--- Document text ---
The extreme difficulty of insulation for many homes means the cost of re-plumbing the house to meet the needs of a pump the size of a campervan is conveniently ignored.  Does it address that particular elephant?

his basic proposition is that whilst insulation is good it costs a lot and it is usually easier and cheaper to fit a bigger heat pump which is large enough to heat your leaky home

I feel like I'm asking for spoilers, but does it consider the energy cost (ignoring carbon) of powering the larger pump, versus a smaller-sized gas boiler?  I think we'll probably end up with adapted combi boilers powered by pure or h2 blended with nat gas for anything pre 1930s...

Spoilers:

- no, you don’t need to insulate your home first (although it helps)

- you may need to buy a bigger pump, though. Not that expensive.

- Ground source heat pumps are not practical.

- lots of maths and science in the video

- hot water seems like more of a challenge. Only heats to ~50C

 

 

 

50C is enough. You will not shower or wash your hands with 50C. The video notes that there are no known cases of legionella attracted in a domestic setting (heatpump or boiler).

but does it consider the energy cost (ignoring carbon) of powering the larger pump, versus a smaller-sized gas boiler?

That is a comparison you cannot make. Your house will loose X amount of energy that you need to feed in overtime. The required input is the same for a boiler or heatpump. You only need to have a heatpump that is capable of delivering the required level of input. 

The relevant sums are:

[required input / efficiency] * price/kW 

whereby gas is cheaper than electricity (unless you have PV), but a boiler has abou 90% efficience and a heatpump has 350-500% efficiency.

On balance, heatpump will be a bit cheaper to run, leaving aside that the monoblock ones need zero maintenance.  

There is an easy solution to the Legionella risk. You just add a small immersion heater that boosts the hot water in the tank to 70C once a week. The efficiency impact is negligible overall.

Can you get a gas fired heat pump? That would make it cheaper.

Assuming this is a genuine question, no you can't, and no it wouldn't (necessarily). The efficiency of a condensing gas boiler gets to about 90% if used optimally. But that is efficiency in producing heat that is retained in the home (i.e. 90% of the energy goes to heating water and 10% is lost in warm exhaust gases).

If you were to power a heat pump with gas, you would essentially be using gas to run a motor that runs the heat pump. The efficiency of burning gas to produce kinetic energy (i.e. turn the heat pump over) is going to be way lower than the 90% efficiency of a gas boiler.

Don't some heat pump HWSs have an element to boost once a week and kill off any nasties?

They're getting very popular here in upsidedownland. With most of the population living in temperate and sub tropical areas it's extremely efficient. 

I'm moving house soon and the new place will have heat pump ducted central heating that turns into air conditioning in the summer. With solar panels and insulation it's going to be very cost effective. 

The solution to legionella is not to have water sitting in the system.  Anyone sensible in a hard water area will run every tap and shower once every couple of weeks anyway so I don’t worry about legionella.
--- Dataset rows ---
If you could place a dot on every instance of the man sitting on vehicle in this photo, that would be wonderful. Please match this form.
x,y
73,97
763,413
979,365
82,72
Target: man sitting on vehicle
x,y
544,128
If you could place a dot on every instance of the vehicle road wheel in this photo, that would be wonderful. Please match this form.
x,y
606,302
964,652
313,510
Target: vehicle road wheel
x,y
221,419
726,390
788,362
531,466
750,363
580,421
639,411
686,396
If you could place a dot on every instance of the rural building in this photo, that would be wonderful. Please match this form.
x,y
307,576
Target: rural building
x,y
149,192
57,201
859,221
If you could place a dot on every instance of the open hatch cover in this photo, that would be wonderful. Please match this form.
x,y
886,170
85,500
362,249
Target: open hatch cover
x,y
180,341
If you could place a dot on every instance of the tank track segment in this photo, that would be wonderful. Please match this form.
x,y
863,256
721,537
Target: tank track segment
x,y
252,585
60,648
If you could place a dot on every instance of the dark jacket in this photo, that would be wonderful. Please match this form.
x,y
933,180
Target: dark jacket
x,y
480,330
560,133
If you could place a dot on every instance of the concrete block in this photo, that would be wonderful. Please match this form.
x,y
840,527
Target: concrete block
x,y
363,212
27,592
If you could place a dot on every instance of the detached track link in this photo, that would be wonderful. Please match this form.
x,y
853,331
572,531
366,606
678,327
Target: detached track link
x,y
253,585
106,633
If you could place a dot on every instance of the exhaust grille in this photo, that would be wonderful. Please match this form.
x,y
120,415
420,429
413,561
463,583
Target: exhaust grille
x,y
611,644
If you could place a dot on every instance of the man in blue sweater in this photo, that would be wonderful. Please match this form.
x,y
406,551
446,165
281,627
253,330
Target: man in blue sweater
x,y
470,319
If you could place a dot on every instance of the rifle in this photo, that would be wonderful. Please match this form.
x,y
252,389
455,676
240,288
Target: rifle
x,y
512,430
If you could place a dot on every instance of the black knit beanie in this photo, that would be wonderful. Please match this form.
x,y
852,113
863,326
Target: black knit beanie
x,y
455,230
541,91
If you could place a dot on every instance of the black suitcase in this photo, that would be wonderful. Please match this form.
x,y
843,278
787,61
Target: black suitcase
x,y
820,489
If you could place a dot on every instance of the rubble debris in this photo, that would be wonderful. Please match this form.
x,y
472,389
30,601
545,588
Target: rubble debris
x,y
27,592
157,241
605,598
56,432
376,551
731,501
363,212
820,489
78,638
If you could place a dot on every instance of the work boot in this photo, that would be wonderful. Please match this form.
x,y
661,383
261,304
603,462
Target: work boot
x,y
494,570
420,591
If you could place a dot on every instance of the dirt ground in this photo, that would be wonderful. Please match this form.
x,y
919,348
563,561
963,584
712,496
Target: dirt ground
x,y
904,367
---
• What to do:
1: In the heat pump discussion, what efficiency does a condensing gas boiler reach when used optimally?
2: Write out each line of the records that includes the string "block".
The records are unrelated to the heat pump discussion.

• Solutions for each task:
1: About 90%.

2:
If you could place a dot on every instance of the concrete block in this photo, that would be wonderful. Please match this form.
Target: concrete block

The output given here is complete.